**The request**
Please lay out every line of the material below as a numbered list, skipping blank lines and leaving the pictures out of your answer.

——————————

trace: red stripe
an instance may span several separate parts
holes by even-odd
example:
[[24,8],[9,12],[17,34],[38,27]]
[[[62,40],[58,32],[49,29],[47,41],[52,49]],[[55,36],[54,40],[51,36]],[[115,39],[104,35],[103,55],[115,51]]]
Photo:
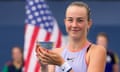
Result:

——————————

**Task result**
1. trace: red stripe
2. an instance may span several separate parts
3. holes by even-odd
4. example:
5. [[24,8],[9,12],[17,34],[38,27]]
6. [[[62,40],[58,32],[49,29],[47,41],[52,49]],[[55,36],[54,40],[51,36]],[[115,39],[104,35],[103,55],[115,51]]]
7. Photo:
8. Result:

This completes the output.